| EXERCISE |
Continue the news article about the Israeli kindergarten teacher who chose to give a kidney to a stranger, picking up after its last sentence.
#### PAGE TEXT
ESHHAR, Israel — Idit Harel Segal was turning 50, and she had chosen a gift: She was going to give one of her own kidneys to a stranger.
The kindergarten teacher from northern Israel, a proud Israeli, hoped her choice would set an example of generosity in a land of perpetual conflict. She was spurred by memories of her late grandfather, a Holocaust survivor, who told her to live meaningfully, and by Jewish tradition, which holds that there’s no higher duty than saving a life.
So Segal contacted a group that links donors and recipients, launching a nine-month process to transfer her kidney to someone who needed one.
That someone turned out to be a 3-year-old Palestinian boy from the Gaza Strip.
“You don’t know me, but soon we’ll be very close because my kidney will be in your body,” Segal wrote in Hebrew to the boy, whose family asked not to be named due to the sensitivities over cooperating with Israelis. A friend translated the letter into Arabic so the family might understand. “I hope with all my heart that this surgery will succeed and you will live a long and healthy and meaningful life.”
########
#### DATA SUPPLIED
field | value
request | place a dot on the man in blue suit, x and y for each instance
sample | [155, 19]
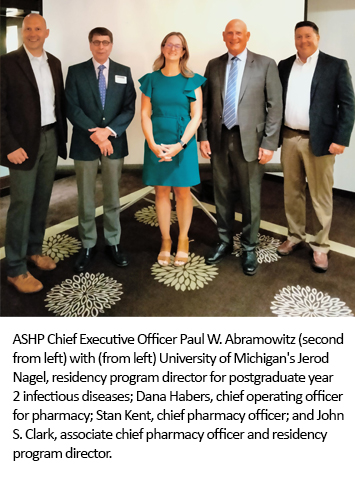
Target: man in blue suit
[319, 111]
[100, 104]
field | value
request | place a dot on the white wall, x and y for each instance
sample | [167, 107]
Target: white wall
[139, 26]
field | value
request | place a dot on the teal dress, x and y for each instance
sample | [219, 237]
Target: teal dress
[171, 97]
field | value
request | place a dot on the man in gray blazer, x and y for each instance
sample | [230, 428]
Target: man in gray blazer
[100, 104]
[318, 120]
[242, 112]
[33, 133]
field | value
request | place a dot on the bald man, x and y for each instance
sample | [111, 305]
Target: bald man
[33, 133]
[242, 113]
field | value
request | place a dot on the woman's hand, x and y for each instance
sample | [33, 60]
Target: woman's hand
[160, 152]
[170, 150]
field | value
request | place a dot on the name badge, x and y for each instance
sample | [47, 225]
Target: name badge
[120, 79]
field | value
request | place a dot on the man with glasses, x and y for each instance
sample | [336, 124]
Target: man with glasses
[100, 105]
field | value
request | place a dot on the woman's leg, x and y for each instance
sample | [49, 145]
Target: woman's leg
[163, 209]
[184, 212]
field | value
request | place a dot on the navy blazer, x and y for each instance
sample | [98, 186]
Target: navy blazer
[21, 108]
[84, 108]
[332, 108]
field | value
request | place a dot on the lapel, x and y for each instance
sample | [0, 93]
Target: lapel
########
#### DATA SUPPLIED
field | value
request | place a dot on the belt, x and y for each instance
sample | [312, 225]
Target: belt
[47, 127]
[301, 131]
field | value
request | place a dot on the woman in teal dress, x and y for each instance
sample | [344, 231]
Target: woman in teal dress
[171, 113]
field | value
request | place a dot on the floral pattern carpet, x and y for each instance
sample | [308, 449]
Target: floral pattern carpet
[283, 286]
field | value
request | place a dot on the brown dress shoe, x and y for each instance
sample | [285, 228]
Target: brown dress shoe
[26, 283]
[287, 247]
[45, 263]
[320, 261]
########
| ANSWER AREA |
Just after an 11-day war, “I threw away the anger and frustration and see only one thing. I see hope for peace and love,” she wrote. “And if there will be more like us, there won’t be anything to fight over.”
What unfolded over the months between Segal’s decision and the June 16 transplant caused deep rifts in the family. Her husband and the oldest of her three children, a son in his early 20s, opposed the plan. Her father stopped talking to her.
To them, Segal recalled, she was unnecessarily risking her life. The loss of three relatives in Palestinian attacks, including her father’s parents, made it even more difficult.
“My family was really against it. Everyone was against it. My husband, my sister, her husband. And the one who supported me the least was my father,” Segal said during a recent interview in her mountaintop home in Eshhar. “They were afraid.”
When she learned the boy’s identity, she kept the details to herself for months.
“I told no one,” Segal recalled. “I told myself if the reaction to the kidney donation is so harsh, so obviously the fact that a Palestinian boy is getting it will make it even harsher.”
Israel has maintained a tight blockade over Gaza since Hamas, an Islamic militant group that opposes Israel’s existence, seized control of the area in 2007.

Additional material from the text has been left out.